** Data supplied **
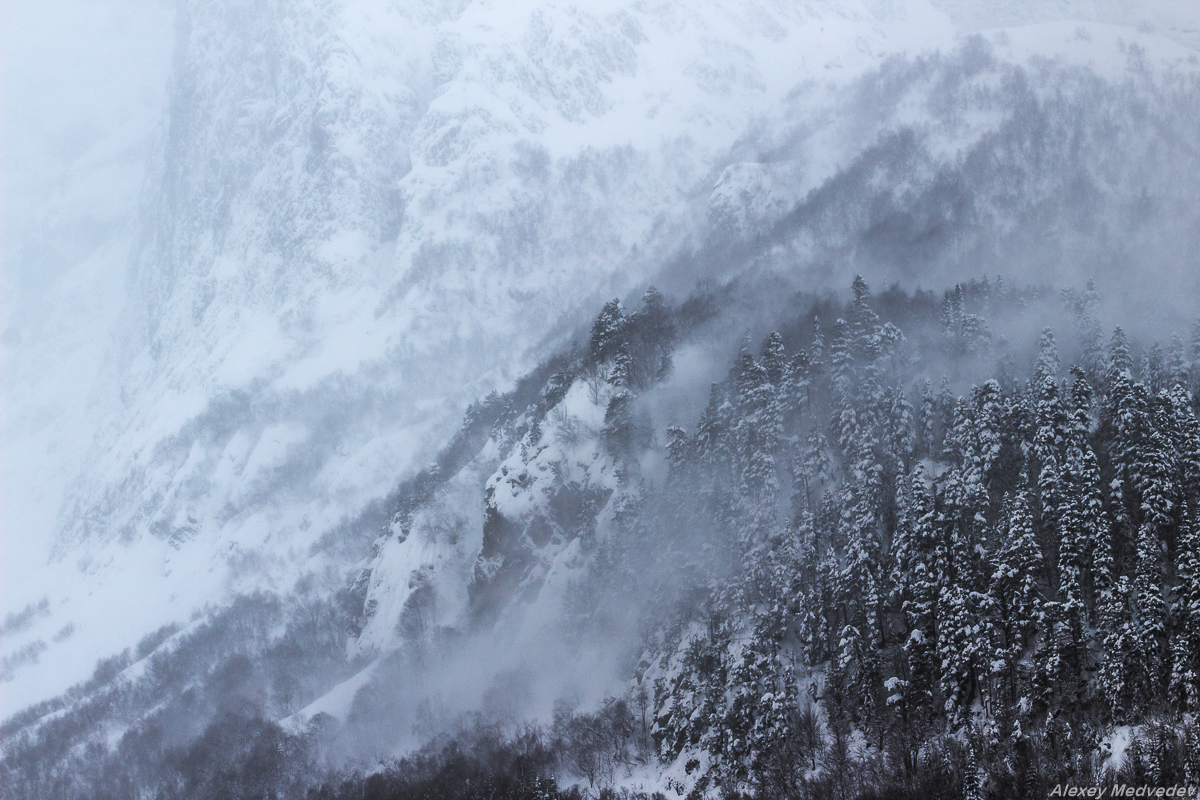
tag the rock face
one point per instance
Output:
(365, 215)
--
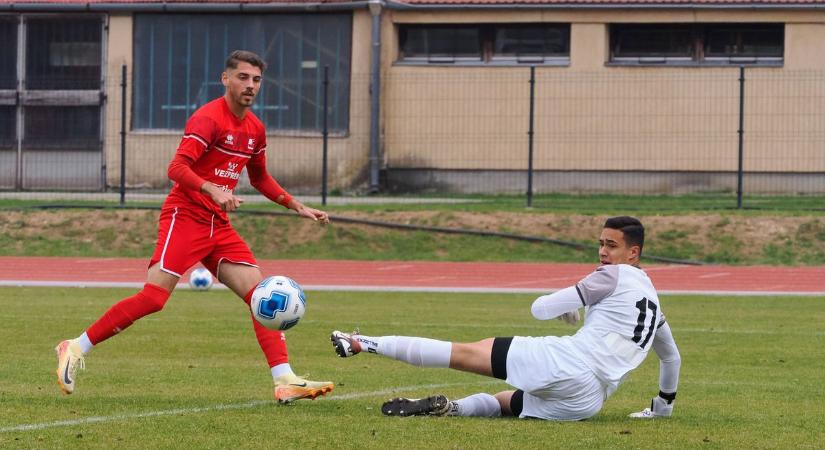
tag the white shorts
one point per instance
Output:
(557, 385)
==
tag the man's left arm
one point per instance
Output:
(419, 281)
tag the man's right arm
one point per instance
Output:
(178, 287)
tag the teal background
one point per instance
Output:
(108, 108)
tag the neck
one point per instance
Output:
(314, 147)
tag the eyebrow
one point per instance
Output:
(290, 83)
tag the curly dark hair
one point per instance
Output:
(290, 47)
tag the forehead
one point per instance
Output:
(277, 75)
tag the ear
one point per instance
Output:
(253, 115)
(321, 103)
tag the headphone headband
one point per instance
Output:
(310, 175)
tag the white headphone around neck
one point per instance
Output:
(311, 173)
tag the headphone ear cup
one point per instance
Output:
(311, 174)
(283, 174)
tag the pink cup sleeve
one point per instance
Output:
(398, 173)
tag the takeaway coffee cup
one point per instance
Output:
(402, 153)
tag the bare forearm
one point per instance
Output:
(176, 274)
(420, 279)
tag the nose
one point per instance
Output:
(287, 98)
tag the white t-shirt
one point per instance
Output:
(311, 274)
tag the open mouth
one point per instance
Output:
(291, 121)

** Work instructions **
Only the lines containing "white" are needed; pull them out of the listing.

** Response **
tag the white shorts
tag the white headphone around neck
tag the white t-shirt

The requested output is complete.